──────── Study material ────────
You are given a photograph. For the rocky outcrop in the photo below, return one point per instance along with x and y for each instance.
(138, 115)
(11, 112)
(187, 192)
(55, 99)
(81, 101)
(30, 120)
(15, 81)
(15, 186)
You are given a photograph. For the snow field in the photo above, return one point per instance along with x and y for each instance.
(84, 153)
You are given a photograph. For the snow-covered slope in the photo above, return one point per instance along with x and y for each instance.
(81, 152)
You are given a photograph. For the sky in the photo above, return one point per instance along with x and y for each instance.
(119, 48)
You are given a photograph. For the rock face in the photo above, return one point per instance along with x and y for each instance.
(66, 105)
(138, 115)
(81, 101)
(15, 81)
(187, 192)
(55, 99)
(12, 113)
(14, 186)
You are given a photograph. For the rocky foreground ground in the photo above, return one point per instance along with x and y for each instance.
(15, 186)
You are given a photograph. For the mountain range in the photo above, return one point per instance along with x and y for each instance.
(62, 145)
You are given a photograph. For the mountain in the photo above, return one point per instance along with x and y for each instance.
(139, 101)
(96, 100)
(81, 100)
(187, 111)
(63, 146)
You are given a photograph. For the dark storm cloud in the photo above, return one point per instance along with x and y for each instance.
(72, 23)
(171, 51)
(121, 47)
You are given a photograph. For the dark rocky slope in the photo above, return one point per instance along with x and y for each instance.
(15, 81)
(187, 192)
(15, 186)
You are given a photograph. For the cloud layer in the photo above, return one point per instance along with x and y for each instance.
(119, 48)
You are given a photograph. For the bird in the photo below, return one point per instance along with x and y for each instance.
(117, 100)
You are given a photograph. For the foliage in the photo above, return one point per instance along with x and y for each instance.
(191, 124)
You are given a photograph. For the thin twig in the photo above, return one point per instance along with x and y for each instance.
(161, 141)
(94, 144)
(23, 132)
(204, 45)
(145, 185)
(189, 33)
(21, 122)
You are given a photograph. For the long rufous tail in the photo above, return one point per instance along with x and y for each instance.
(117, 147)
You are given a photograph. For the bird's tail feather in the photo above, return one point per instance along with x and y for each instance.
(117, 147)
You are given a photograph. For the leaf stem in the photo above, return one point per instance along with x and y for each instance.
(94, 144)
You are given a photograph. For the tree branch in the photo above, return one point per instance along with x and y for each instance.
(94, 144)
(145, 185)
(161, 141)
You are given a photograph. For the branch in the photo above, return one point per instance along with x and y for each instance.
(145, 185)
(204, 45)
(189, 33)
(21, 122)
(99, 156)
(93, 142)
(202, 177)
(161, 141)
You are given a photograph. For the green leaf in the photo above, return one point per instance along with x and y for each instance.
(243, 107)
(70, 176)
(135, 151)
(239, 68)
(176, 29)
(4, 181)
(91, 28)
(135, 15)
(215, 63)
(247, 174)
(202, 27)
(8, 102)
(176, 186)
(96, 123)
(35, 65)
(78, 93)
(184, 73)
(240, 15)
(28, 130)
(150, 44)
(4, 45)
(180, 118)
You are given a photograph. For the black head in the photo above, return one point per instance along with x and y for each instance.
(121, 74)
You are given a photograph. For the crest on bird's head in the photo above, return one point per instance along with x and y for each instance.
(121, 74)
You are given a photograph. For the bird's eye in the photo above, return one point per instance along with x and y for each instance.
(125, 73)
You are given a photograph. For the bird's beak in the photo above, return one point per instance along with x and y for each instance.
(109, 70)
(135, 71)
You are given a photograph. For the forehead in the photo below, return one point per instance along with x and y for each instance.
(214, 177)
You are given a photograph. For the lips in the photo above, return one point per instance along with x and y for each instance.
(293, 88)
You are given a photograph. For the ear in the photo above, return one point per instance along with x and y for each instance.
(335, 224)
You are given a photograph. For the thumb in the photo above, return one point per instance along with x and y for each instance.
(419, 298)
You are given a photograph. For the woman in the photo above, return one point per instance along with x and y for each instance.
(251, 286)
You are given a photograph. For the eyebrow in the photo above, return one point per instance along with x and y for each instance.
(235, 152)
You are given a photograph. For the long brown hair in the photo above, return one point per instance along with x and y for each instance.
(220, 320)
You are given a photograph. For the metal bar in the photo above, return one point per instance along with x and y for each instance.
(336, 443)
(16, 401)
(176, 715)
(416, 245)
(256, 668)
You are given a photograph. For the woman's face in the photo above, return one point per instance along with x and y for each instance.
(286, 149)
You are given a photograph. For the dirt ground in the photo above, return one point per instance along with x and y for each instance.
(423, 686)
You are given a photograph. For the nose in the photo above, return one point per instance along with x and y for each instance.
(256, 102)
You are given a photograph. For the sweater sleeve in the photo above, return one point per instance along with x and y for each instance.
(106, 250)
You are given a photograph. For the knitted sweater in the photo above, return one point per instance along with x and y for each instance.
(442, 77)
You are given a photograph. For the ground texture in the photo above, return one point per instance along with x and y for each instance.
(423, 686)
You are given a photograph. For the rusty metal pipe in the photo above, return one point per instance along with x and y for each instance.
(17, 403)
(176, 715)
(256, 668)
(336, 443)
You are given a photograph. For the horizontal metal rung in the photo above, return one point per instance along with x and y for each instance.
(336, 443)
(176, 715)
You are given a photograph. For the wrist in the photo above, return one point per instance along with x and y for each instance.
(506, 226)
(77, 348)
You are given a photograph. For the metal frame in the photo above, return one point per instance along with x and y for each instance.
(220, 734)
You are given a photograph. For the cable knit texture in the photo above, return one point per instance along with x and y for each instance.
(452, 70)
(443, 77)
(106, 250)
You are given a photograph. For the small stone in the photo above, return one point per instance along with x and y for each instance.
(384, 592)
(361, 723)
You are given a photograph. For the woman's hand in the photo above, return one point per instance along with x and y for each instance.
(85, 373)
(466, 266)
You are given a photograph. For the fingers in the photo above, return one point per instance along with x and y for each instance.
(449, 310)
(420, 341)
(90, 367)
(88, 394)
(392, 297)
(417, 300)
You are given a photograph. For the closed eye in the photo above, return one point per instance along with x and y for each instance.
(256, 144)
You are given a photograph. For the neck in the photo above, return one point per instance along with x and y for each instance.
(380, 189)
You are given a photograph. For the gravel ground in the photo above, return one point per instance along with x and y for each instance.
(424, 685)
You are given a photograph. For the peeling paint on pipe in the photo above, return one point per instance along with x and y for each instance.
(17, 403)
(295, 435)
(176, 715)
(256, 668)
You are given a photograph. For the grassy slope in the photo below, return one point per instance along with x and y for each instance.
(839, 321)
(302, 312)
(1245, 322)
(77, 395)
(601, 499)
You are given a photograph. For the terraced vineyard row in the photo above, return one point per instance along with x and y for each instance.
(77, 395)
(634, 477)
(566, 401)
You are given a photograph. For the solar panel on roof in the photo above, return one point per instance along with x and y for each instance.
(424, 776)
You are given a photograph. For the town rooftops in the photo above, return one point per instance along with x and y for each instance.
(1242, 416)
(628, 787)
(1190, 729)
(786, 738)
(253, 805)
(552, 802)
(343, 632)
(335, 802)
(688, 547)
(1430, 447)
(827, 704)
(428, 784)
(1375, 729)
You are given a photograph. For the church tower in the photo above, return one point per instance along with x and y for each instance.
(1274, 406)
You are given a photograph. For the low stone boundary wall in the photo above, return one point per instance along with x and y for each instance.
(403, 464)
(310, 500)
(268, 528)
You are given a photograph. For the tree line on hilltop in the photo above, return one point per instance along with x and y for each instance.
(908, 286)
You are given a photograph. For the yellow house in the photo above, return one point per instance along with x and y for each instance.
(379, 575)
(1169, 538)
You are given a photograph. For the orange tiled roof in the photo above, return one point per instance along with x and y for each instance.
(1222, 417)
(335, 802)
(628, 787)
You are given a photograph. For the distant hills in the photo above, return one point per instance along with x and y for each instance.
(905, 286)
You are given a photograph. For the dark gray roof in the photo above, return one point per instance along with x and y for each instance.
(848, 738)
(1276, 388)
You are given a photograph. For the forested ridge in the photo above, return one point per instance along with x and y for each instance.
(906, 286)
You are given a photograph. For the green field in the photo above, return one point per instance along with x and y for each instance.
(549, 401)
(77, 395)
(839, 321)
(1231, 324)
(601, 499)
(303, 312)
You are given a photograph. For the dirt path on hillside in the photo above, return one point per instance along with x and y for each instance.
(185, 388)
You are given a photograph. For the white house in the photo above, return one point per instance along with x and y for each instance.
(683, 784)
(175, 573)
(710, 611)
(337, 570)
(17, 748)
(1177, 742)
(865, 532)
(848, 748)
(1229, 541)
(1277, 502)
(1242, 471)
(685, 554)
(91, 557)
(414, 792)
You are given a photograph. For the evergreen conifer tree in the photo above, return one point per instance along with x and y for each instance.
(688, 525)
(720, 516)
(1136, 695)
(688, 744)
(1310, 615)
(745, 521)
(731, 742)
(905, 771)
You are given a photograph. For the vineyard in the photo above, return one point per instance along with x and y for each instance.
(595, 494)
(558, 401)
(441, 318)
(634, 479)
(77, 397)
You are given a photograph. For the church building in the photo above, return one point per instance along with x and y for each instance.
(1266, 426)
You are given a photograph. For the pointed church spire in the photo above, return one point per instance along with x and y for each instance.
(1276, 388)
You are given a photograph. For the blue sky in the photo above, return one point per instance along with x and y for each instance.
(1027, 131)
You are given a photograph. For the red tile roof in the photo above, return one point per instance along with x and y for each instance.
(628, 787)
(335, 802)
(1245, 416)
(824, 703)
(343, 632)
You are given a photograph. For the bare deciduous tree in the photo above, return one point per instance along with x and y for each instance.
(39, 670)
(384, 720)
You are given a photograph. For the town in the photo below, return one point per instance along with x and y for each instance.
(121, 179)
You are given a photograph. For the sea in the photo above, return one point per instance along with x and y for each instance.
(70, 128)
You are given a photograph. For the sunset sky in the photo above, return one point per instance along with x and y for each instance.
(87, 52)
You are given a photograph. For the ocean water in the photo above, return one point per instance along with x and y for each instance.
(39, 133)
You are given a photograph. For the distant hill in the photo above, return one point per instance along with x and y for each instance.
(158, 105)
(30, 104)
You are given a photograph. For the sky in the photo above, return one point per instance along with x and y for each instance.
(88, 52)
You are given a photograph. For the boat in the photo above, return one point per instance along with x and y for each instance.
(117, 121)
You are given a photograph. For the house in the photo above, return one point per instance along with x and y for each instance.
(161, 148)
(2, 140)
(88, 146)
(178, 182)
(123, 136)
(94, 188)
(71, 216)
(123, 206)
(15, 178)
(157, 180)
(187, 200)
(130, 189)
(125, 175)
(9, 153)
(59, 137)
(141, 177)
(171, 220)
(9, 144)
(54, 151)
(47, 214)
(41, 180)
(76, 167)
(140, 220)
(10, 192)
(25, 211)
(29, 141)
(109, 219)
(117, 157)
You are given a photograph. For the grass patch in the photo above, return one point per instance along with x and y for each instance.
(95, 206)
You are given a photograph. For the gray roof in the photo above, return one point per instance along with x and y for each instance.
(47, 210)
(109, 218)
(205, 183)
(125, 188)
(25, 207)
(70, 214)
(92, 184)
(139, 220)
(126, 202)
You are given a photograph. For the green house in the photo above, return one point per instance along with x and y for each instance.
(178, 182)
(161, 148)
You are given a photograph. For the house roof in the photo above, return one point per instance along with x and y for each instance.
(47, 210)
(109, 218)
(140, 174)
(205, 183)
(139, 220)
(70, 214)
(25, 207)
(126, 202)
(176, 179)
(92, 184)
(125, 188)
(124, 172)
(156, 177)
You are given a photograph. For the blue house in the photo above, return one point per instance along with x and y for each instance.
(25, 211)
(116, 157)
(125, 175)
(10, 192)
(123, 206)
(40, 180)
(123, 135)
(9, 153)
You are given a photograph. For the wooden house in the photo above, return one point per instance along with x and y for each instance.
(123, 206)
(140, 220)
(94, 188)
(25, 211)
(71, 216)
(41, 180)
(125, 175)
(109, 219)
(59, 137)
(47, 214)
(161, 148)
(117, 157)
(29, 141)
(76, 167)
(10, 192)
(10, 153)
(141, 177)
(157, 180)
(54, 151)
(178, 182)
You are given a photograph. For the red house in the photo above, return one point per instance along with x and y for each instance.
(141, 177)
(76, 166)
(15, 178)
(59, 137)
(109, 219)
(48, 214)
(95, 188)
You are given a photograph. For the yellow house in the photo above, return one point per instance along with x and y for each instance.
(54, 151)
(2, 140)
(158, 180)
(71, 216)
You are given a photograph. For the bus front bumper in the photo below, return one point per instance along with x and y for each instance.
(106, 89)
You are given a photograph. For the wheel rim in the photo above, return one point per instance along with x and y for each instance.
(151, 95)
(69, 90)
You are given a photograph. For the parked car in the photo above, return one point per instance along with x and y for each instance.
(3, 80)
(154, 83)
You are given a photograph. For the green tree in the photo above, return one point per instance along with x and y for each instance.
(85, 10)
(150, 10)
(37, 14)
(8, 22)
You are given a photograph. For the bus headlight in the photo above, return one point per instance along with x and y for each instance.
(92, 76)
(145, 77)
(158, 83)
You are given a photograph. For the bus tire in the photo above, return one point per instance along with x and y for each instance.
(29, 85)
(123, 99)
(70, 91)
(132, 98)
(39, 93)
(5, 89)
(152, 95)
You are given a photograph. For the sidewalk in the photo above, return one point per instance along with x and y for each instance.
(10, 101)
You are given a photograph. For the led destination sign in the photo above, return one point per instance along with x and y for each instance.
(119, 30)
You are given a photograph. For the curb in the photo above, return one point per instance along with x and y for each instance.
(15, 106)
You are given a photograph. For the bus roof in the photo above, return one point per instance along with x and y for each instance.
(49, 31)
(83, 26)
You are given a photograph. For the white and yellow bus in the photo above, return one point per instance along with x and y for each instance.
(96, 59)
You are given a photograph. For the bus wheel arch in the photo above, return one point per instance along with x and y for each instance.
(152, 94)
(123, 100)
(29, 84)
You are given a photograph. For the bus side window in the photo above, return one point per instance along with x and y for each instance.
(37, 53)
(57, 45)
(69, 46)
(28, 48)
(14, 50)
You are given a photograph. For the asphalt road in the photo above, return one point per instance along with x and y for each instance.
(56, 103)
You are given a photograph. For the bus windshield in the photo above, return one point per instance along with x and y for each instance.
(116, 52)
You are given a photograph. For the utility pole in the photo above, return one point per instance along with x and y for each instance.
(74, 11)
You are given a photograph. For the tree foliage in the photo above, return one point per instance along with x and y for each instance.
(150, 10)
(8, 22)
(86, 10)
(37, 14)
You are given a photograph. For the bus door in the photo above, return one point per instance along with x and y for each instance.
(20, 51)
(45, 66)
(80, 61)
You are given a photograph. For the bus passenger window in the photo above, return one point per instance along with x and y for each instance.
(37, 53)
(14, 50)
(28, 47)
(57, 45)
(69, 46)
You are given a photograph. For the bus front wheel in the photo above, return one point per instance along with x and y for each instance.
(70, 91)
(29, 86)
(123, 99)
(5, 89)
────────
Exactly and only the lines from the line containing "You are given a photograph. For the utility" through the final line of the records above must be returned.

# Task solution
You are given a photograph. For the utility pole in the photo above, return one point per instance along with x and y for each instance.
(74, 11)
You are given a photograph. For the tree foliage in the photo above, return one point per instance along with x and y for each instance.
(150, 10)
(8, 22)
(86, 10)
(37, 14)
You are given a photograph. For the bus door in the photo above, return one point per instance along with x and y for each instance.
(20, 51)
(45, 66)
(80, 61)
You are given a photograph. For the bus passenger window in the photo above, return one point per instance along with x and y for each instance.
(37, 53)
(14, 50)
(28, 47)
(57, 45)
(69, 46)
You are given a photograph. For the bus front wheel in the photo above, return one point per instance along with x and y for each instance.
(70, 91)
(29, 86)
(123, 99)
(5, 89)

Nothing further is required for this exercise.